Extracted information Start Marker

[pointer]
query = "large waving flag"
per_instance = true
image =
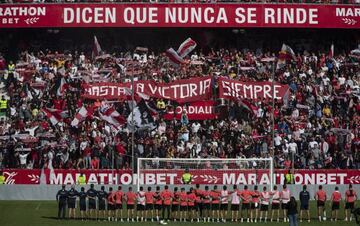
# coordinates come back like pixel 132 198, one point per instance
pixel 174 57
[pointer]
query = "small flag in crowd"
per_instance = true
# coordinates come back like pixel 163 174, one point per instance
pixel 110 115
pixel 331 52
pixel 53 116
pixel 62 87
pixel 355 54
pixel 80 116
pixel 249 106
pixel 177 57
pixel 96 48
pixel 143 117
pixel 174 57
pixel 286 54
pixel 186 47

Extracted information End Marker

Activity =
Leaving aside the images, write out every entry above exactly.

Worked solution =
[pointer]
query = "large waving flag"
per_instance = true
image =
# coordinates come back like pixel 132 198, one point per instance
pixel 174 57
[pointer]
query = "small flag in crowd"
per_instance = true
# coordinates come back like pixel 163 174, one point per instance
pixel 110 115
pixel 331 52
pixel 53 116
pixel 62 87
pixel 355 54
pixel 80 116
pixel 249 106
pixel 177 57
pixel 96 48
pixel 143 117
pixel 174 57
pixel 286 54
pixel 186 47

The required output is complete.